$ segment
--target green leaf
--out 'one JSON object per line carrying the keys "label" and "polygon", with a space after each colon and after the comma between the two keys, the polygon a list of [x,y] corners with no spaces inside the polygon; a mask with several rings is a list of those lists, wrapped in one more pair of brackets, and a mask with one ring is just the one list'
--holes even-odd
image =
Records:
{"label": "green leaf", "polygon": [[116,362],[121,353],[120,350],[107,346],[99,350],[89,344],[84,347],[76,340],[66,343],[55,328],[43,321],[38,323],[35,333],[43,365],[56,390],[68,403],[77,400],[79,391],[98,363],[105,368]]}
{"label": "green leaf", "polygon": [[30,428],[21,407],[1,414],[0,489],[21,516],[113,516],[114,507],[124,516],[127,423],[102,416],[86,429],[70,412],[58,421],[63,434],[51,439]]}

» Problem statement
Please restate the whole listing word for word.

» Solution to this exercise
$ segment
--target green leaf
--out 'one JSON object per line carrying the keys "label" and "polygon", with a space after each colon and after the comma between the two keys, the polygon a list of [x,y] corners with no spaces inside the polygon; a mask with several rings is a list of those lists, wrapped in one more pair of brackets, and a mask with one ring is just the one list'
--holes even-odd
image =
Records:
{"label": "green leaf", "polygon": [[116,362],[121,353],[120,350],[107,346],[99,350],[89,344],[84,347],[76,340],[66,343],[55,328],[43,321],[38,323],[35,333],[43,365],[56,390],[68,403],[77,400],[79,391],[98,363],[105,368]]}
{"label": "green leaf", "polygon": [[30,428],[21,407],[1,414],[0,489],[21,516],[113,516],[114,507],[124,516],[127,423],[102,416],[86,429],[70,412],[58,421],[63,434],[51,439]]}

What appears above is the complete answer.